# Supplied data:
━━━━━━

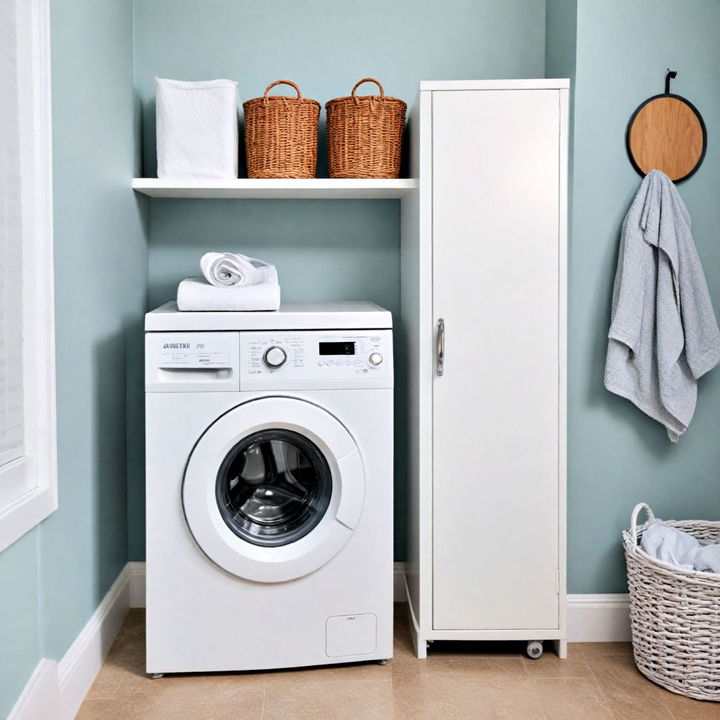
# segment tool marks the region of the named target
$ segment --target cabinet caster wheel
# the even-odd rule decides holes
[[[158,678],[165,677],[165,673],[150,673],[150,677],[153,680],[157,680]]]
[[[387,664],[388,664],[388,661],[387,661],[387,660],[378,660],[378,661],[377,661],[377,664],[378,664],[378,665],[387,665]]]
[[[531,660],[537,660],[543,654],[543,644],[540,640],[531,640],[527,644],[527,656]]]

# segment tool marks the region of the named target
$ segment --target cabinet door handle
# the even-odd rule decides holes
[[[445,374],[445,320],[443,320],[443,318],[440,318],[437,321],[437,336],[435,338],[435,367],[435,372],[442,377]]]

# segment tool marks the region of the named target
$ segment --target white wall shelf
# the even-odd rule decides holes
[[[416,180],[158,180],[135,178],[133,190],[154,198],[391,200],[417,188]]]

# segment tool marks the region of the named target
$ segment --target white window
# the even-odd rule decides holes
[[[48,0],[0,0],[0,550],[57,508]]]

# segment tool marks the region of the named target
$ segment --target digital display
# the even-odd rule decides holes
[[[321,355],[354,355],[354,342],[321,342]]]

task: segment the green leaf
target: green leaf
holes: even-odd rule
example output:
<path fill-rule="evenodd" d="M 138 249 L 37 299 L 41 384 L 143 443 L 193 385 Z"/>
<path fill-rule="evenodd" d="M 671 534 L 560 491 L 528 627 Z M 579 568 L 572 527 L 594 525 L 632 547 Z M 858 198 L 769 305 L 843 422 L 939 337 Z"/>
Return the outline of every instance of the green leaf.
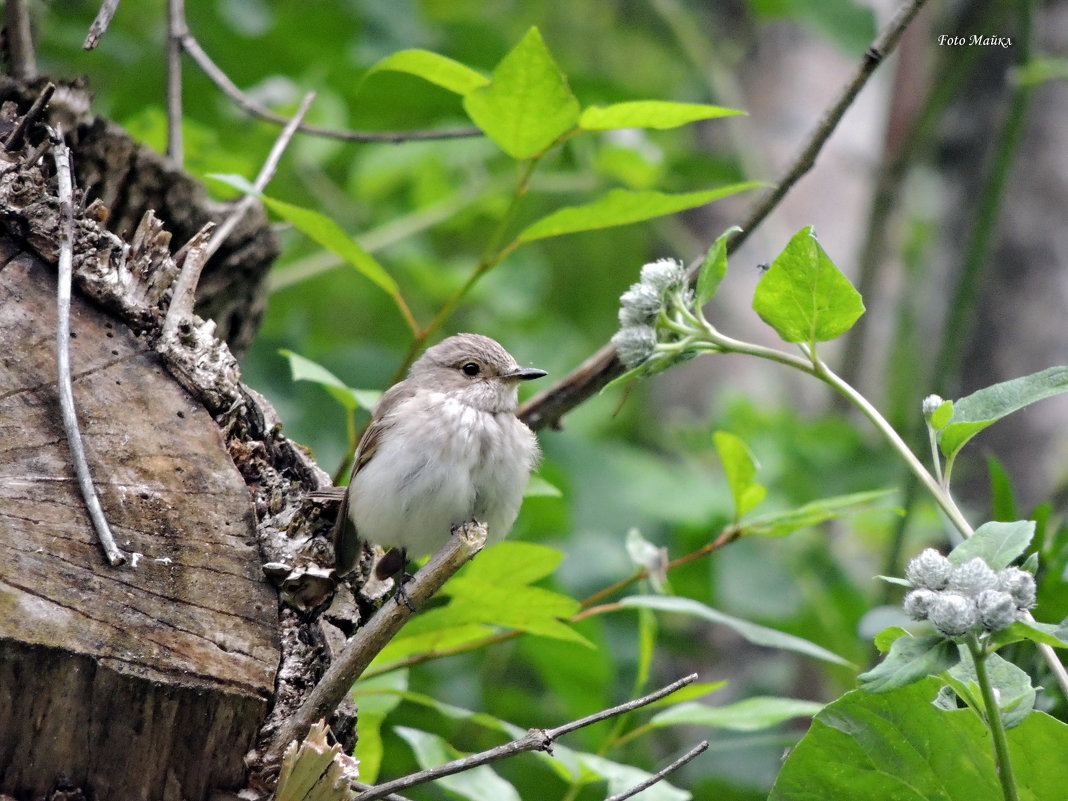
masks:
<path fill-rule="evenodd" d="M 407 726 L 397 726 L 394 731 L 411 746 L 419 767 L 424 770 L 464 756 L 436 734 Z M 484 801 L 487 798 L 495 801 L 521 801 L 516 789 L 488 765 L 479 765 L 462 773 L 443 776 L 437 780 L 437 784 L 470 801 Z"/>
<path fill-rule="evenodd" d="M 396 296 L 400 288 L 378 260 L 357 244 L 345 230 L 327 217 L 311 209 L 294 206 L 281 200 L 263 195 L 264 204 L 308 238 L 322 245 L 335 256 L 339 256 L 365 278 L 381 287 L 388 295 Z"/>
<path fill-rule="evenodd" d="M 727 485 L 734 498 L 734 520 L 764 500 L 767 488 L 753 481 L 756 475 L 756 461 L 749 448 L 741 439 L 726 431 L 712 434 L 716 443 L 716 452 L 723 463 L 723 472 L 727 476 Z"/>
<path fill-rule="evenodd" d="M 949 674 L 955 681 L 966 685 L 966 700 L 982 698 L 972 655 L 967 648 L 961 648 L 960 653 L 960 663 L 955 665 Z M 1038 693 L 1031 686 L 1031 677 L 1026 671 L 997 654 L 989 654 L 986 657 L 986 674 L 991 687 L 994 688 L 994 697 L 997 699 L 998 711 L 1005 727 L 1011 729 L 1013 726 L 1019 726 L 1035 708 Z"/>
<path fill-rule="evenodd" d="M 978 556 L 994 570 L 1001 570 L 1027 550 L 1034 536 L 1034 520 L 983 523 L 972 536 L 950 551 L 947 558 L 955 565 L 962 565 Z"/>
<path fill-rule="evenodd" d="M 711 203 L 713 200 L 763 186 L 756 182 L 731 184 L 719 189 L 701 192 L 686 192 L 669 195 L 652 190 L 635 192 L 629 189 L 613 189 L 602 197 L 582 206 L 567 206 L 531 223 L 520 232 L 518 241 L 532 242 L 562 234 L 579 231 L 594 231 L 617 225 L 651 220 Z"/>
<path fill-rule="evenodd" d="M 876 576 L 875 578 L 880 581 L 885 581 L 887 584 L 896 584 L 899 587 L 912 587 L 912 582 L 908 579 L 898 578 L 897 576 Z"/>
<path fill-rule="evenodd" d="M 590 106 L 579 117 L 584 131 L 609 131 L 614 128 L 678 128 L 698 120 L 733 117 L 745 114 L 733 108 L 703 103 L 672 103 L 666 100 L 633 100 L 610 106 Z"/>
<path fill-rule="evenodd" d="M 429 50 L 401 50 L 388 55 L 371 67 L 365 77 L 385 71 L 406 72 L 458 95 L 466 95 L 489 83 L 489 78 L 481 72 Z"/>
<path fill-rule="evenodd" d="M 485 584 L 532 584 L 551 576 L 563 559 L 563 551 L 548 545 L 498 542 L 480 551 L 478 559 L 468 562 L 453 581 L 466 578 Z"/>
<path fill-rule="evenodd" d="M 527 482 L 527 488 L 523 491 L 524 498 L 560 498 L 563 493 L 555 484 L 550 484 L 541 476 L 531 476 Z"/>
<path fill-rule="evenodd" d="M 311 381 L 318 384 L 334 398 L 338 403 L 350 411 L 356 409 L 374 409 L 382 393 L 370 389 L 353 389 L 346 386 L 345 382 L 331 373 L 321 364 L 306 359 L 291 350 L 278 351 L 289 360 L 289 372 L 294 381 Z"/>
<path fill-rule="evenodd" d="M 415 625 L 415 620 L 420 624 Z M 388 668 L 415 654 L 437 654 L 453 648 L 461 648 L 493 634 L 491 626 L 480 623 L 463 623 L 453 620 L 445 607 L 428 609 L 404 627 L 401 634 L 389 641 L 371 666 L 378 670 Z"/>
<path fill-rule="evenodd" d="M 609 795 L 625 793 L 647 781 L 652 775 L 644 770 L 632 768 L 630 765 L 621 765 L 595 754 L 580 754 L 579 759 L 583 765 L 607 780 Z M 659 781 L 649 789 L 643 790 L 640 797 L 641 801 L 690 801 L 692 796 L 685 790 L 680 790 L 665 781 Z"/>
<path fill-rule="evenodd" d="M 726 706 L 709 706 L 694 701 L 676 704 L 653 716 L 654 727 L 687 725 L 716 726 L 732 731 L 759 731 L 792 720 L 812 717 L 823 704 L 797 698 L 754 696 Z"/>
<path fill-rule="evenodd" d="M 864 302 L 809 226 L 794 235 L 764 273 L 753 310 L 786 342 L 811 346 L 852 328 L 864 313 Z"/>
<path fill-rule="evenodd" d="M 953 419 L 953 401 L 942 401 L 931 414 L 931 428 L 941 431 Z"/>
<path fill-rule="evenodd" d="M 885 654 L 897 640 L 909 636 L 911 635 L 901 626 L 888 626 L 875 635 L 875 647 L 879 649 L 879 653 Z"/>
<path fill-rule="evenodd" d="M 734 234 L 741 233 L 741 228 L 732 225 L 712 243 L 697 273 L 697 294 L 695 303 L 698 308 L 704 306 L 716 294 L 719 283 L 727 274 L 727 240 Z"/>
<path fill-rule="evenodd" d="M 938 675 L 958 661 L 957 646 L 945 637 L 935 634 L 898 637 L 890 645 L 886 658 L 857 676 L 857 683 L 865 692 L 885 693 Z"/>
<path fill-rule="evenodd" d="M 716 690 L 722 690 L 727 686 L 727 680 L 723 681 L 708 681 L 701 682 L 699 684 L 687 684 L 685 687 L 680 687 L 675 690 L 671 695 L 661 698 L 659 701 L 653 701 L 651 704 L 642 707 L 643 709 L 657 709 L 659 707 L 670 707 L 675 704 L 681 704 L 684 701 L 693 701 L 696 698 L 702 698 L 709 693 L 714 693 Z"/>
<path fill-rule="evenodd" d="M 829 704 L 790 752 L 768 801 L 1003 801 L 986 726 L 967 709 L 931 704 L 938 687 L 927 679 Z M 1020 798 L 1063 798 L 1068 726 L 1035 712 L 1007 734 Z"/>
<path fill-rule="evenodd" d="M 868 490 L 820 498 L 796 509 L 751 518 L 746 521 L 745 530 L 761 537 L 783 537 L 801 528 L 870 509 L 872 501 L 885 498 L 892 492 L 893 490 Z"/>
<path fill-rule="evenodd" d="M 750 623 L 748 620 L 732 617 L 690 598 L 665 595 L 632 595 L 629 598 L 624 598 L 619 604 L 620 606 L 646 607 L 648 609 L 657 609 L 661 612 L 675 612 L 697 617 L 710 623 L 727 626 L 755 645 L 762 645 L 766 648 L 779 648 L 784 651 L 795 651 L 816 659 L 822 659 L 825 662 L 852 666 L 849 660 L 843 659 L 838 654 L 832 653 L 814 642 L 796 637 L 793 634 L 769 629 L 767 626 L 761 626 L 757 623 Z"/>
<path fill-rule="evenodd" d="M 353 699 L 360 710 L 357 723 L 359 737 L 353 755 L 360 760 L 360 777 L 370 784 L 378 778 L 382 767 L 382 723 L 386 715 L 401 702 L 400 693 L 408 689 L 408 671 L 395 670 L 382 676 L 359 681 L 352 688 Z"/>
<path fill-rule="evenodd" d="M 953 403 L 953 417 L 942 430 L 938 447 L 949 459 L 987 426 L 1025 406 L 1065 391 L 1068 391 L 1068 367 L 1049 367 L 977 390 Z"/>
<path fill-rule="evenodd" d="M 294 228 L 314 242 L 322 245 L 335 256 L 347 261 L 388 295 L 397 297 L 400 294 L 400 287 L 397 286 L 397 282 L 378 263 L 378 260 L 360 247 L 352 237 L 345 233 L 345 230 L 340 225 L 325 214 L 267 197 L 240 175 L 214 174 L 208 177 L 229 184 L 246 194 L 258 197 L 267 208 L 291 223 Z"/>
<path fill-rule="evenodd" d="M 464 96 L 464 110 L 516 159 L 543 152 L 579 118 L 579 102 L 537 28 L 501 59 L 487 85 Z"/>
<path fill-rule="evenodd" d="M 1001 648 L 1021 640 L 1030 640 L 1053 648 L 1068 648 L 1068 626 L 1063 623 L 1017 620 L 1007 629 L 993 634 L 990 637 L 990 645 L 993 648 Z"/>
<path fill-rule="evenodd" d="M 561 559 L 563 553 L 556 548 L 529 542 L 487 548 L 442 587 L 441 593 L 449 597 L 445 620 L 450 625 L 503 626 L 590 645 L 562 622 L 579 611 L 578 601 L 530 586 L 552 573 Z"/>

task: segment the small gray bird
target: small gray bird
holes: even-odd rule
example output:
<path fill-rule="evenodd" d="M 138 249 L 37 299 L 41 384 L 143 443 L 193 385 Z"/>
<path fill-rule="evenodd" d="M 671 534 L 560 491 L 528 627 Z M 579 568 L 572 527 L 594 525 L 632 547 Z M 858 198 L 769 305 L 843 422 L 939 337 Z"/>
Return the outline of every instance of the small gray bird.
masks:
<path fill-rule="evenodd" d="M 503 538 L 539 456 L 515 414 L 518 385 L 545 374 L 478 334 L 427 349 L 382 396 L 356 446 L 334 528 L 337 574 L 356 566 L 361 539 L 400 549 L 392 569 L 379 566 L 389 575 L 469 520 L 485 523 L 490 541 Z"/>

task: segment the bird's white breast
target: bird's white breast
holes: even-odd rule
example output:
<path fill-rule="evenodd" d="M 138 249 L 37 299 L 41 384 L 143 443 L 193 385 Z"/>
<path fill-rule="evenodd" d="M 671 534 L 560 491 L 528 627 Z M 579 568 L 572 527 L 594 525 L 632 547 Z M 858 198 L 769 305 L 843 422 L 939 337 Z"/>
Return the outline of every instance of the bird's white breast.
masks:
<path fill-rule="evenodd" d="M 491 541 L 504 537 L 537 457 L 530 429 L 511 412 L 482 411 L 439 392 L 417 393 L 389 417 L 349 487 L 359 536 L 414 557 L 472 519 L 487 524 Z"/>

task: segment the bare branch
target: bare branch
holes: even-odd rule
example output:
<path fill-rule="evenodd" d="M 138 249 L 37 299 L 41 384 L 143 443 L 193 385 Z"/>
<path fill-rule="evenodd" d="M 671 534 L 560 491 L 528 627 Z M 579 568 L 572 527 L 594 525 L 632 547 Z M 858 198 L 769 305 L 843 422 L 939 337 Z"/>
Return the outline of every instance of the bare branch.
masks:
<path fill-rule="evenodd" d="M 33 101 L 33 105 L 29 110 L 23 114 L 15 127 L 11 129 L 11 133 L 7 135 L 7 140 L 4 142 L 4 150 L 13 152 L 22 147 L 22 142 L 26 137 L 26 131 L 30 129 L 30 126 L 37 121 L 41 116 L 41 113 L 45 110 L 45 106 L 48 105 L 48 101 L 52 99 L 53 92 L 56 91 L 56 85 L 49 82 L 44 89 L 41 90 L 41 94 L 37 95 L 37 99 Z M 30 162 L 31 164 L 33 162 Z"/>
<path fill-rule="evenodd" d="M 486 526 L 482 523 L 459 527 L 448 542 L 431 558 L 415 577 L 404 585 L 412 607 L 421 607 L 457 570 L 486 544 Z M 286 746 L 299 740 L 315 721 L 330 715 L 360 677 L 371 660 L 412 616 L 406 604 L 386 601 L 374 616 L 345 645 L 338 658 L 287 720 L 271 743 L 265 761 L 278 761 Z M 390 788 L 386 792 L 391 792 Z M 379 797 L 379 796 L 376 796 Z"/>
<path fill-rule="evenodd" d="M 745 220 L 740 224 L 742 231 L 731 237 L 727 244 L 728 253 L 734 253 L 742 245 L 772 209 L 779 205 L 794 184 L 812 168 L 816 157 L 860 90 L 868 82 L 875 68 L 893 51 L 905 29 L 925 3 L 926 0 L 908 0 L 875 38 L 857 65 L 852 79 L 823 113 L 793 163 L 746 215 Z M 690 265 L 691 280 L 696 278 L 699 266 L 700 262 Z M 622 374 L 623 365 L 616 357 L 615 348 L 605 345 L 556 384 L 524 403 L 519 409 L 519 416 L 523 422 L 535 430 L 546 426 L 557 426 L 561 417 L 591 395 L 599 392 L 613 378 Z"/>
<path fill-rule="evenodd" d="M 52 155 L 56 162 L 60 227 L 59 227 L 59 278 L 56 290 L 56 369 L 58 373 L 59 406 L 63 417 L 63 430 L 70 445 L 74 473 L 78 477 L 82 498 L 93 521 L 96 535 L 104 554 L 112 567 L 123 564 L 126 555 L 115 544 L 104 510 L 100 507 L 89 462 L 85 458 L 85 445 L 78 429 L 78 416 L 74 408 L 74 389 L 70 374 L 70 292 L 74 272 L 74 182 L 71 178 L 70 151 L 61 132 L 52 135 Z"/>
<path fill-rule="evenodd" d="M 185 0 L 167 0 L 167 155 L 179 167 L 182 144 L 182 37 L 186 31 Z"/>
<path fill-rule="evenodd" d="M 304 115 L 308 113 L 308 108 L 311 106 L 312 101 L 315 100 L 315 93 L 309 92 L 304 96 L 304 100 L 301 101 L 300 108 L 297 109 L 297 113 L 293 115 L 293 119 L 289 121 L 285 128 L 282 129 L 282 133 L 278 135 L 278 139 L 275 140 L 274 145 L 271 147 L 271 152 L 267 154 L 266 161 L 263 162 L 263 166 L 260 168 L 260 174 L 256 176 L 256 181 L 253 186 L 257 190 L 263 191 L 267 188 L 267 184 L 271 182 L 274 177 L 275 171 L 278 169 L 278 162 L 282 160 L 282 154 L 285 153 L 286 148 L 289 146 L 289 142 L 293 139 L 293 135 L 297 132 L 297 128 L 300 127 L 300 121 L 304 119 Z M 226 241 L 226 237 L 234 230 L 234 227 L 241 221 L 249 209 L 258 203 L 258 199 L 255 195 L 245 195 L 239 200 L 230 212 L 228 216 L 215 231 L 211 241 L 208 242 L 207 255 L 205 260 L 210 259 L 215 251 L 219 249 L 223 242 Z"/>
<path fill-rule="evenodd" d="M 357 795 L 353 801 L 376 801 L 376 799 L 385 797 L 388 793 L 392 793 L 395 790 L 405 790 L 409 787 L 414 787 L 417 784 L 425 784 L 436 779 L 440 779 L 444 776 L 451 776 L 454 773 L 462 773 L 465 770 L 471 770 L 477 768 L 480 765 L 487 765 L 490 762 L 497 762 L 501 759 L 507 759 L 508 757 L 515 756 L 516 754 L 522 754 L 527 751 L 546 751 L 551 752 L 553 742 L 560 736 L 569 732 L 581 729 L 584 726 L 589 726 L 593 723 L 599 723 L 602 720 L 606 720 L 617 715 L 622 715 L 627 712 L 631 712 L 639 707 L 646 706 L 659 701 L 681 687 L 685 687 L 687 684 L 692 684 L 697 680 L 697 674 L 691 673 L 689 676 L 684 676 L 678 681 L 674 681 L 671 684 L 657 690 L 654 693 L 636 698 L 633 701 L 628 701 L 625 704 L 614 706 L 611 709 L 605 709 L 601 712 L 597 712 L 593 715 L 588 715 L 579 720 L 574 720 L 570 723 L 565 723 L 563 726 L 557 726 L 555 729 L 531 729 L 522 737 L 512 740 L 511 742 L 499 745 L 496 748 L 490 748 L 487 751 L 482 751 L 477 754 L 471 754 L 470 756 L 463 757 L 462 759 L 454 759 L 451 762 L 446 762 L 443 765 L 438 765 L 433 768 L 427 768 L 421 770 L 418 773 L 412 773 L 408 776 L 403 776 L 393 781 L 383 782 L 376 786 L 373 790 L 369 790 Z M 707 744 L 706 744 L 707 745 Z M 702 749 L 703 750 L 703 749 Z M 698 751 L 700 753 L 700 751 Z M 697 754 L 694 754 L 697 756 Z M 690 757 L 692 759 L 693 757 Z M 681 764 L 681 763 L 680 763 Z M 669 766 L 670 767 L 670 766 Z M 673 770 L 674 768 L 671 768 Z M 664 775 L 667 775 L 667 770 Z M 659 779 L 657 779 L 659 781 Z"/>
<path fill-rule="evenodd" d="M 96 12 L 96 19 L 89 26 L 89 33 L 85 36 L 82 49 L 92 50 L 100 44 L 100 37 L 107 31 L 108 25 L 111 24 L 111 18 L 115 16 L 115 11 L 118 7 L 119 0 L 104 0 L 100 10 Z"/>
<path fill-rule="evenodd" d="M 648 779 L 643 781 L 641 784 L 636 785 L 634 787 L 631 787 L 629 790 L 626 790 L 625 792 L 616 793 L 615 795 L 610 796 L 609 798 L 606 798 L 604 801 L 626 801 L 626 799 L 628 799 L 628 798 L 633 798 L 638 793 L 640 793 L 642 790 L 648 790 L 650 787 L 652 787 L 657 782 L 662 781 L 664 778 L 666 778 L 670 774 L 672 774 L 675 771 L 677 771 L 679 768 L 681 768 L 687 762 L 690 762 L 693 759 L 695 759 L 698 755 L 703 754 L 706 750 L 708 750 L 708 740 L 702 740 L 696 746 L 691 748 L 689 751 L 687 751 L 681 757 L 679 757 L 674 762 L 672 762 L 670 765 L 668 765 L 666 768 L 658 770 L 656 773 L 654 773 Z"/>
<path fill-rule="evenodd" d="M 193 61 L 196 62 L 197 66 L 204 71 L 204 74 L 211 79 L 212 83 L 218 86 L 223 94 L 233 100 L 234 103 L 236 103 L 246 114 L 251 114 L 253 117 L 259 117 L 261 120 L 266 120 L 267 122 L 273 122 L 276 125 L 286 125 L 290 122 L 290 118 L 284 117 L 281 114 L 275 114 L 269 108 L 260 105 L 241 91 L 237 84 L 231 81 L 226 73 L 211 60 L 211 56 L 204 51 L 200 46 L 200 43 L 188 29 L 185 30 L 182 35 L 182 47 L 185 49 L 185 52 L 190 55 Z M 323 128 L 319 125 L 310 125 L 307 123 L 301 123 L 300 131 L 302 133 L 311 134 L 312 136 L 340 139 L 345 142 L 388 142 L 392 144 L 415 140 L 458 139 L 462 137 L 482 135 L 482 132 L 474 127 L 445 128 L 437 131 L 349 131 L 338 128 Z"/>

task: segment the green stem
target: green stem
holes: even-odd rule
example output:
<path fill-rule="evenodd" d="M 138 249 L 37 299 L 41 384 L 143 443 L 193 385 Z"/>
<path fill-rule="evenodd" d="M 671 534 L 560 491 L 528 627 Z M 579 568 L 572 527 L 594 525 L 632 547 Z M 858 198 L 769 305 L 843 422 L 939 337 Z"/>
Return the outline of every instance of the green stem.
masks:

━━━━━━

# The problem:
Search the data above for the word "bare" and show every line that has it.

# Exercise result:
task: segment the bare branch
target: bare branch
Return the outline of every instance of the bare branch.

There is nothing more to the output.